#### Your task:
What is needed is a verbatim copy of each record below.

Items from a data source
* * * *

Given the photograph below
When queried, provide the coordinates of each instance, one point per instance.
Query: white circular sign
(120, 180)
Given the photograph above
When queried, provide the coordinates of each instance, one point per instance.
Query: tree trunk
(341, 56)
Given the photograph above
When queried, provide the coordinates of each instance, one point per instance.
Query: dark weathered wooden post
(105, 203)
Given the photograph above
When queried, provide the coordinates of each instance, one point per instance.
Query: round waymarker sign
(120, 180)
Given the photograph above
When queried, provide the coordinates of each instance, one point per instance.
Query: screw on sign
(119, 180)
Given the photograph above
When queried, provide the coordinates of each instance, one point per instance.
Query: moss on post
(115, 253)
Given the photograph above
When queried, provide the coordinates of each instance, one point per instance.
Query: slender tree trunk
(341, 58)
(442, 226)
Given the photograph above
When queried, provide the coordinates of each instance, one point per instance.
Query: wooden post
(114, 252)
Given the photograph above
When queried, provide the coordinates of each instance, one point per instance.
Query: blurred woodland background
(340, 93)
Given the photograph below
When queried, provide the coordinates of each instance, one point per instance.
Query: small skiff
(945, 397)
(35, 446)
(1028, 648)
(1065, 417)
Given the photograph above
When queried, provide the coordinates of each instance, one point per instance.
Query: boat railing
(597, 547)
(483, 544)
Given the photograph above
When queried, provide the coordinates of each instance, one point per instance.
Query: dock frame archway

* * * *

#### Solution to the exercise:
Given the photograph below
When queried, provide the coordinates of each instance, one point per instance.
Query: white circular sign
(120, 180)
Given the photograph above
When queried, provide the coordinates of each instance, one point per instance.
Query: tree trunk
(341, 56)
Given the photograph above
When queried, provide the coordinates of each instance, one point per instance.
Query: dark weathered wooden post
(105, 203)
Given the photograph above
When queried, provide the coordinates of each instance, one point per instance.
Query: round waymarker sign
(120, 180)
Given the photograph above
When queried, provide the coordinates of each instance, one point per instance.
Query: screw on sign
(119, 180)
Given the photograph above
When queried, provide the coordinates of each instance, one point per instance.
Query: moss on post
(115, 253)
Given the photograph above
When queried, provide the coordinates of each instance, one point per instance.
Query: slender tree trunk
(341, 58)
(442, 226)
Given the photograph above
When queried, provide the coordinates of each instance, one point per instance.
Query: wooden post
(114, 252)
Given the photograph above
When queried, provide the coordinates of each instance, one point per instance.
Query: blurred woodland background
(340, 93)
Given the photograph below
When queried, provide the coordinates of each instance, one point per instance.
Query: small skiff
(945, 397)
(35, 446)
(1028, 648)
(1065, 417)
Given the photograph above
When queried, provide the coordinates of each instance, one point per instance.
Query: boat railing
(597, 547)
(483, 544)
Given the photograph above
When queried, provide the coordinates of each instance, one point per instance.
Query: dock frame archway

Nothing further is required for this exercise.